(Coordinate annotation entries)
══════

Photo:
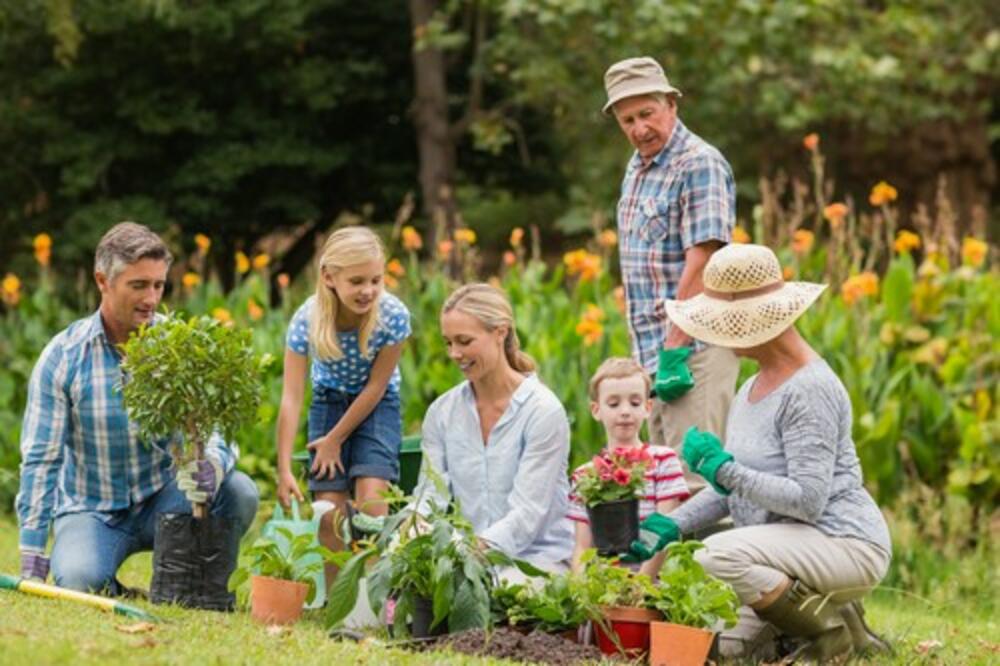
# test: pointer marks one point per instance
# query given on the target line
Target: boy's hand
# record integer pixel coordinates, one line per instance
(673, 378)
(704, 455)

══════

■ Exercise instructions
Please reproduce every line of the items above, requests included, and multiply each coordinate in the answers by 0.45, rounding to whole numbers with halves rounded up. Leave the pictures out of your answer.

■ Right answer
Photo:
# test: pointer marks one point per instance
# query given on the target line
Target: boy's hand
# record integer pixel coordinates, one line per instance
(303, 170)
(317, 205)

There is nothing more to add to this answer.